Музыка в узком смысле с объективной стороны является специфически организованной совокупностью тональных звуков с гармоническим спектром, где частоты составляющих колебаний выступают целыми кратными частоты основного, наиболее медленного колебания (до субконтроктавы) в диапазоне от 16 Гц до 4 кГц. Мы считаем, что эту музыку можно и нужно считать частью, хотя и особой, бесконечного мира тональных звуков, сочетание которых составляет музыку объективного мира – тот источник, из которого черпают материал и вдохновение композиторы и поэты. Без этого методологического допущения невозможно объяснить некоторые важные моменты генезиса и функционирования музыки в истории культуры, представить ее перспективы».[16]
Что ж, musica mundana («мировая музыка», «музыка сфер») и musica humana издревле были предметом размышления философов и поэтов.
Est in arundineis modulatio musica ripis.
Есть музыкальная стройность в прибрежных тростниках.
То, что следует за этим эпиграфом из Авзония, в России хорошо известно многим:
Певучесть есть в морских волнах,
Гармония в стихийных спорах,
И стройный мусикийский шорох
Струится в зыбких камышах.
Невозмутимый строй во всем,
Созвучье полное в природе, —
Лишь в нашей призрачной свободе
Разлад мы с нею сознаем.
Откуда, как разлад возник?
И отчего же в общем хоре
Душа не то поет, что море,
И ропщет мыслящий тростник?
В первоначальном варианте у Тютчева была еще одна, четвертая строфа:
И от земли до крайних звезд
Все безответен и поныне
Глас вопиющего в пустыне,
Души отчаянной протест?
▬▬▬▬▬▬▬▬▬▬
Задания:
1 - Ответьте по тексту о музыке:
(a) В каком диапазоне частот лежит музыка в узком смысле?
(b) У какого автора взят латинский эпиграф?
(c) Какая по счету строфа была еще в первоначальном варианте стихотворения у Тютчева?
2 - Перечислите все места, которые в первой строфе стихотворения из текста о музыке наделены певучестью, гармонией или шорохом.
3 - Продолжите текст о музыке и стихах Тютчева после его последней строки.

Исходные материалы:
▬▬▬▬▬▬▬▬▬▬
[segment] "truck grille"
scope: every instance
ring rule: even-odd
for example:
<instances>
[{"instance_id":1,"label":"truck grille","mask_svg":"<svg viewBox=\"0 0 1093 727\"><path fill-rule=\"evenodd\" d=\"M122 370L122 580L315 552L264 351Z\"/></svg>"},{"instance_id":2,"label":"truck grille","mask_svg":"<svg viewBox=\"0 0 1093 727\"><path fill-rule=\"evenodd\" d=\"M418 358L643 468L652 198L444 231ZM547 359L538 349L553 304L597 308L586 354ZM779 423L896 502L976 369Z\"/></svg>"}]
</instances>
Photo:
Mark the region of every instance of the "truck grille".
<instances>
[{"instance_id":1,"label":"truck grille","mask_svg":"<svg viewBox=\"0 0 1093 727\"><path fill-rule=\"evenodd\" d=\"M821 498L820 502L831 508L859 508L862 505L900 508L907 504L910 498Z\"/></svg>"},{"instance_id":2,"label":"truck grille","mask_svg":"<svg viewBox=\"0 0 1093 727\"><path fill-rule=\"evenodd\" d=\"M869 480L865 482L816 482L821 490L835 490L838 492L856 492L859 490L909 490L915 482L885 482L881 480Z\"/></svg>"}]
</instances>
▬▬▬▬▬▬▬▬▬▬
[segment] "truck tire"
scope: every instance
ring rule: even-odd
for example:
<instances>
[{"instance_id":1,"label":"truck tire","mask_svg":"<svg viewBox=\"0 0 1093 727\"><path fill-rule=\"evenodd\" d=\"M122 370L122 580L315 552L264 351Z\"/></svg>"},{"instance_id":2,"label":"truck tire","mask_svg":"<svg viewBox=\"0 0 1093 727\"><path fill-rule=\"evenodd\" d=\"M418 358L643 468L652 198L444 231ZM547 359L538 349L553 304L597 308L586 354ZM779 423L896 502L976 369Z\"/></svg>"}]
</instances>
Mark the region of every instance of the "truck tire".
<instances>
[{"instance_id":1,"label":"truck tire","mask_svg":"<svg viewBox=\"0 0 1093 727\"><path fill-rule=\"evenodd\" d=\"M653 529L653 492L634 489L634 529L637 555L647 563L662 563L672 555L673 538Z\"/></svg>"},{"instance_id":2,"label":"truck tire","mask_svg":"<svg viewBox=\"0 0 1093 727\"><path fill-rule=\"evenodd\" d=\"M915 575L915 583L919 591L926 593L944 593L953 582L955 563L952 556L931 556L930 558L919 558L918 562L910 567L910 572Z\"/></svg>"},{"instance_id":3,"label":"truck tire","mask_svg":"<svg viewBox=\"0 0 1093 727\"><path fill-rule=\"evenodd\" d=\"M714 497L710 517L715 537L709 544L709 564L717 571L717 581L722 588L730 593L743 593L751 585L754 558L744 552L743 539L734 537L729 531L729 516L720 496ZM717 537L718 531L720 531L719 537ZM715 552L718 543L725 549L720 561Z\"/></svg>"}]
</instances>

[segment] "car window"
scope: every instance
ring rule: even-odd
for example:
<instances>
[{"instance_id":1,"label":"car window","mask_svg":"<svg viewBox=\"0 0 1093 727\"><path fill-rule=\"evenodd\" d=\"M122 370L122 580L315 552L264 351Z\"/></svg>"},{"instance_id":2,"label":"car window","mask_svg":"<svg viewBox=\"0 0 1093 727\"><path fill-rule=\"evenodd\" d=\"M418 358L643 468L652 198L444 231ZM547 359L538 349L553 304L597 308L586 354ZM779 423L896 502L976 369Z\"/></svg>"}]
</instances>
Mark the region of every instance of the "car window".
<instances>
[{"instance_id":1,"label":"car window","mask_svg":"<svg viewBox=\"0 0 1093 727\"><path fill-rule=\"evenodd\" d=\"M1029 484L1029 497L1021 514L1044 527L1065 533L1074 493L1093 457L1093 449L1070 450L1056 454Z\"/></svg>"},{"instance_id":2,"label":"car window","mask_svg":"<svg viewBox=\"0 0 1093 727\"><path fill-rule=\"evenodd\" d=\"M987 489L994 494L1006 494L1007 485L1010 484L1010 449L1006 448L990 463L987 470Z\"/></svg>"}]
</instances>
▬▬▬▬▬▬▬▬▬▬
Ответы к заданиям:
1 -
(a) От 16 Гц до 4 кГц.
(b) У Авзония.
(c) Четвертая.

2 - Морские волны, стихийные споры, зыбкие камыши.

3 -
Я напомнил о ней потому, что она вовлекает в круг «причастных» вслед за Блезом Паскалем («Человек не более, как самая слабая тростинка в природе, но это – тростинка мыслящая») еще и пророка Исаию. Этот скрытый вектор тютчевского стиха провоцирует сознание на бесконечное деление ряда славных имен и попыток осмысления гармонии Творения в звуковых образах и понятиях – до «музыки сфер» Птолемея, так напоминающей хрустальный безударный звон стеклянной гармоники,[17] до китайского трактата «Ли Цзи» или священной авестийской книги «Ширазах»… Но мне туда не надо! По крайней мере здесь, в главе, лишь вводящей в круг возможной проблематики этой книги.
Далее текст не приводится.